TASK 1:
Copy out the passage of the TLB flush patch from "Wed Apr 4 08:00:04" to "during vk_encoder test.", keeping every character unchanged.
TASK 2:
Answer these questions about the TLB flush patch:
(a) During which test did the massive "Timeout waiting for VM flush ACK" error occur?
(b) Instead of upstreaming the workaround, which fix does the reply say to wait for?
(c) What value does the patch assign to the new variable retry?

SUPPLIED TEXT:

=====

[PATCH] drm/amdgpu/gmc9: give more chance for tlb flush if failed(v2)

Wed Apr 4 08:00:04 UTC 2018

Am 04.04.2018 um 07:01 schrieb Emily Deng:
> under SR-IOV sometimes CPU based tlb flush would timeout within
> the given 100ms period, instead let it fail and continue we can
> give it more chance to repeat the tlb flush on the failed VMHUB
>
> this could fix the massive "Timeout waiting for VM flush ACK"
> error during vk_encoder test.
>
> v2:refine the code
>
> Signed-off-by: Monk Liu <Monk.Liu at amd.com>
> Signed-off-by: Emily Deng <Emily.Deng at amd.com>

Acked-by: Christian König <christian.koenig at amd.com>

But that is still a rather ugly workaround, we should probably not 
upstream that and wait for the RLC fix instead.

Christian.

> ---
>   drivers/gpu/drm/amd/amdgpu/gmc_v9_0.c | 50 ++++++++++++++++++++---------------
>   1 file changed, 28 insertions(+), 22 deletions(-)
>
> diff --git a/drivers/gpu/drm/amd/amdgpu/gmc_v9_0.c b/drivers/gpu/drm/amd/amdgpu/gmc_v9_0.c
> index 503070f..44602d4 100644
> --- a/drivers/gpu/drm/amd/amdgpu/gmc_v9_0.c
> +++ b/drivers/gpu/drm/amd/amdgpu/gmc_v9_0.c
> @@ -328,7 +328,8 @@ static void gmc_v9_0_flush_gpu_tlb(struct amdgpu_device *adev,
>   {
>   	/* Use register 17 for GART */
>   	const unsigned eng = 17;
> -	unsigned i, j;
> +	unsigned retry = 3;
> +	unsigned i, j, k;
>   
>   	spin_lock(&adev->gmc.invalidate_lock);
>   
> @@ -336,31 +337,36 @@ static void gmc_v9_0_flush_gpu_tlb(struct amdgpu_device *adev,
>   		struct amdgpu_vmhub *hub = &adev->vmhub[i];
>   		u32 tmp = gmc_v9_0_get_invalidate_req(vmid);
>   
> -		WREG32_NO_KIQ(hub->vm_inv_eng0_req + eng, tmp);
> +		for (k = 0; k < retry; ++k) {
>   
> -		/* Busy wait for ACK.*/
> -		for (j = 0; j < 100; j++) {
> -			tmp = RREG32_NO_KIQ(hub->vm_inv_eng0_ack + eng);
> -			tmp &= 1 << vmid;
> -			if (tmp)
> +			WREG32_NO_KIQ(hub->vm_inv_eng0_req + eng, tmp);
> +
> +			/* Busy wait for ACK.*/
> +			for (j = 0; j < 100; j++) {
> +				tmp = RREG32_NO_KIQ(hub->vm_inv_eng0_ack + eng);
> +				tmp &= 1 << vmid;
> +				if (tmp)

=====

SUPPLIED INFORMATION:
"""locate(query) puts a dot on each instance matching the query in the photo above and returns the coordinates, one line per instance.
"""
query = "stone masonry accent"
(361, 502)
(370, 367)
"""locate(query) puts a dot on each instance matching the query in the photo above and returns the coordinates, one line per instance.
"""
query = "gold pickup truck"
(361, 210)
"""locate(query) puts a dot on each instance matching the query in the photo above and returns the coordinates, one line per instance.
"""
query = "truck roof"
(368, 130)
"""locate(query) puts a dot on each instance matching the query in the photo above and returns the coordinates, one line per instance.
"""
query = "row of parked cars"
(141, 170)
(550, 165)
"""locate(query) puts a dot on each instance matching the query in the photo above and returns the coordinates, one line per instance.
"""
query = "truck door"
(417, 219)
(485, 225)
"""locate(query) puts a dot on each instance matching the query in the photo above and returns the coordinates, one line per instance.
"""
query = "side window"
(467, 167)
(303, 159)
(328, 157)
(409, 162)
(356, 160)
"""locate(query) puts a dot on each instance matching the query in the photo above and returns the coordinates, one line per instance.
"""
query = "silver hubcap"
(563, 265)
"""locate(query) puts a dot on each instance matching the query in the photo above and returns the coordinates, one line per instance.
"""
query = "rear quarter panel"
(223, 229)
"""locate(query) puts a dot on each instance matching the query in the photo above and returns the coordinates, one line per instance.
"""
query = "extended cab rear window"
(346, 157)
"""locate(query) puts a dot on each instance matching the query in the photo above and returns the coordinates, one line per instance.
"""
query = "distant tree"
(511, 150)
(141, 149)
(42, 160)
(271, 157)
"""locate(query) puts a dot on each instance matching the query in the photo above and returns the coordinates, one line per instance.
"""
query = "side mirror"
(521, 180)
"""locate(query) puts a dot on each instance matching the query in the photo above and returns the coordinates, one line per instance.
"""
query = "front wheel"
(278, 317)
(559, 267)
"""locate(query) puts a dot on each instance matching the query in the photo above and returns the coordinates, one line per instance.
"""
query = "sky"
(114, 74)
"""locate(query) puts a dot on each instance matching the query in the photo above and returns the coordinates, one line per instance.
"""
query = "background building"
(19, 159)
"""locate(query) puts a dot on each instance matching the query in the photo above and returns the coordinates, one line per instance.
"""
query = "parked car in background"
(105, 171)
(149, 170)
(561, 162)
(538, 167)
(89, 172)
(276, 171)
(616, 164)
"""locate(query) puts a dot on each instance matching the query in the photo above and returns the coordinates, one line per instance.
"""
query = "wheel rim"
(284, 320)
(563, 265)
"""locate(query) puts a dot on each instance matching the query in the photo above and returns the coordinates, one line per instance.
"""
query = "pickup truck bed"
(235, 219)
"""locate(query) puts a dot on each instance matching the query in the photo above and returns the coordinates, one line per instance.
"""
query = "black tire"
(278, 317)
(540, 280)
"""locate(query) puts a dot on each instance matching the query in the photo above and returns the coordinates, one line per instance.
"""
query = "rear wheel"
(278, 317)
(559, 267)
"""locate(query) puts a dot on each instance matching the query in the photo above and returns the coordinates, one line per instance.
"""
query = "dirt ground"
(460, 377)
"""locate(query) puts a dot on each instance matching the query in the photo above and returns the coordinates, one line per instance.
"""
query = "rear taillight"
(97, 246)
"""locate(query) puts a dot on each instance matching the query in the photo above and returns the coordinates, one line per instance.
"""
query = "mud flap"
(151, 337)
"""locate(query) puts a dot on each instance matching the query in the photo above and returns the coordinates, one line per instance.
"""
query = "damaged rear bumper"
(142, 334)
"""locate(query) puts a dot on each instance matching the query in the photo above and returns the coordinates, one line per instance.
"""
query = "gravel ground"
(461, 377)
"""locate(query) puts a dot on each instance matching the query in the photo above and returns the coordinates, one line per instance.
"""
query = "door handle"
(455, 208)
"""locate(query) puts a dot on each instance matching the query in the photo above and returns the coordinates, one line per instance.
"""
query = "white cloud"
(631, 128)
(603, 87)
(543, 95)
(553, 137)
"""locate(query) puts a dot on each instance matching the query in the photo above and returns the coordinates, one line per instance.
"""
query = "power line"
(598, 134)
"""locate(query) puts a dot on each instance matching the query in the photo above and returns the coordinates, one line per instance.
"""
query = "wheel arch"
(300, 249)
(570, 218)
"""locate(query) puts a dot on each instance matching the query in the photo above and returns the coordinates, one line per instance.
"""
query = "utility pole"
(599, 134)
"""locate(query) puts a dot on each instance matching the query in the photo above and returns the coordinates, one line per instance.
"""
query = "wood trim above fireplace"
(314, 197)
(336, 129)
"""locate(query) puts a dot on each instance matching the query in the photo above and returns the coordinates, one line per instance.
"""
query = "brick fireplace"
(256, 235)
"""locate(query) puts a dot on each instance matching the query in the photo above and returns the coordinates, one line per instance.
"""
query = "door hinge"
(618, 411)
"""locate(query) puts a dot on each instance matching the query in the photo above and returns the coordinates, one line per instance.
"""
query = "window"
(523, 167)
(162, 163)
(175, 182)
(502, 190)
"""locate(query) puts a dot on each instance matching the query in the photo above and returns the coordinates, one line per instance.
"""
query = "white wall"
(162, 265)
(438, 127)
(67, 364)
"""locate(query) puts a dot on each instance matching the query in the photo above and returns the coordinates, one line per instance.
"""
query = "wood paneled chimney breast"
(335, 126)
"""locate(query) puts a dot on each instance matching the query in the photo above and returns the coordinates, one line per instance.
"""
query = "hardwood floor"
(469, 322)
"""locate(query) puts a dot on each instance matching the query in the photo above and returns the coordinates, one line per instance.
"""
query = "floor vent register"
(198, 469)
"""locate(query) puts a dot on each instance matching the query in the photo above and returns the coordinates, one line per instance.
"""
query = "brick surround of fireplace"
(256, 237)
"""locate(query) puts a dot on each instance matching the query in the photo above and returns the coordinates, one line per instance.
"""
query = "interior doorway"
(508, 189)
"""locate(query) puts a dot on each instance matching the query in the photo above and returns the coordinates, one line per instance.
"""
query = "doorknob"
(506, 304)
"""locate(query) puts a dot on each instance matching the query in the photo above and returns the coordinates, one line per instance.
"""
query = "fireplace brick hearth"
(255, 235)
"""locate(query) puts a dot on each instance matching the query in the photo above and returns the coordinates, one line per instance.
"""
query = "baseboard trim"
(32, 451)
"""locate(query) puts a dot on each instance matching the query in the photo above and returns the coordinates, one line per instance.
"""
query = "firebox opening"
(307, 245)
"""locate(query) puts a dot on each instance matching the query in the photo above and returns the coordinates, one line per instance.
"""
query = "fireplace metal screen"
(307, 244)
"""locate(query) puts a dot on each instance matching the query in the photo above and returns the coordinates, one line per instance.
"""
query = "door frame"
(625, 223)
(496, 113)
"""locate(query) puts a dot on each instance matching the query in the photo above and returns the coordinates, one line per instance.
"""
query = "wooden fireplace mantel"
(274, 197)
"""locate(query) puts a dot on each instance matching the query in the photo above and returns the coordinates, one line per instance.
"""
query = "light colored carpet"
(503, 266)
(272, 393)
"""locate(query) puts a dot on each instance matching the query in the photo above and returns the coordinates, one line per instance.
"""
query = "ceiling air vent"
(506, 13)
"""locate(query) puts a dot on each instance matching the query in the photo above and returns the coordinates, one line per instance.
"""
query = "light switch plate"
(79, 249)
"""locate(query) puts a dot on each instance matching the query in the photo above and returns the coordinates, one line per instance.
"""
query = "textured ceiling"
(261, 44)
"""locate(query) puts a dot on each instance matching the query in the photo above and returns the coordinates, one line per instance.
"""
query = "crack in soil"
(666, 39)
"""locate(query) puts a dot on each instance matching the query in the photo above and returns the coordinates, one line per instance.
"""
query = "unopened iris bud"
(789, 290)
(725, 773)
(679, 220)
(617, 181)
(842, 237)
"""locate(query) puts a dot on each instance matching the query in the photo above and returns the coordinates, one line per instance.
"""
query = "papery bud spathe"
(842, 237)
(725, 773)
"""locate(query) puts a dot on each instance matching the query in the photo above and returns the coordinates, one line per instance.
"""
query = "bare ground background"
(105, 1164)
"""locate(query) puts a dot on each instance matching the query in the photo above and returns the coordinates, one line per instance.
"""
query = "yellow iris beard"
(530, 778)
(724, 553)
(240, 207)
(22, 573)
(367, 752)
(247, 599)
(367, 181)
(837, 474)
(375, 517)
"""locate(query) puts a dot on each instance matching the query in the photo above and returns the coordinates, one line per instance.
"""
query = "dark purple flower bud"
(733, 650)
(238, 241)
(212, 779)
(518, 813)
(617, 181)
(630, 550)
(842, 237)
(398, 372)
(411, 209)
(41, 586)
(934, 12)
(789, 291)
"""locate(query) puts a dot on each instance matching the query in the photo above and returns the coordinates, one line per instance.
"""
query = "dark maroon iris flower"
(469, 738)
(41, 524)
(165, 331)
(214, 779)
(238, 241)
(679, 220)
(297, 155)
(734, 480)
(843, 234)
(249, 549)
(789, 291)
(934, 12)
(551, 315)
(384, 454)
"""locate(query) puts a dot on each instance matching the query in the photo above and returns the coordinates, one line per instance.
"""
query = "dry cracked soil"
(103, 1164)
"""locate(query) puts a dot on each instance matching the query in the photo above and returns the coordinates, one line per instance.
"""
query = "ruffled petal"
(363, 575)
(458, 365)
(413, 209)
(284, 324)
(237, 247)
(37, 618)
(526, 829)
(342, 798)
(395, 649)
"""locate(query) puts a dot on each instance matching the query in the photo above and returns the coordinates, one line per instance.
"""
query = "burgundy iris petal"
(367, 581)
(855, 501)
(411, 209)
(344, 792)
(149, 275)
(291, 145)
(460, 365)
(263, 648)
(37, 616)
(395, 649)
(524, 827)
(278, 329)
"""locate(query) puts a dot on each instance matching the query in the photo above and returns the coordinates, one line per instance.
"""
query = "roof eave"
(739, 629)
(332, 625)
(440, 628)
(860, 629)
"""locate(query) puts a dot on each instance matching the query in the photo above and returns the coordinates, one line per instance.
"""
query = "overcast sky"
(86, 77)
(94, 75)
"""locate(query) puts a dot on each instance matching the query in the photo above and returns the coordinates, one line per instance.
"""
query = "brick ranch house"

=====

FINISHED ANSWER 1:
Wed Apr 4 08:00:04 UTC 2018

Am 04.04.2018 um 07:01 schrieb Emily Deng:
> under SR-IOV sometimes CPU based tlb flush would timeout within
> the given 100ms period, instead let it fail and continue we can
> give it more chance to repeat the tlb flush on the failed VMHUB
>
> this could fix the massive "Timeout waiting for VM flush ACK"
> error during vk_encoder test.

FINISHED ANSWER 2:
(a) The vk_encoder test.
(b) The RLC fix.
(c) 3.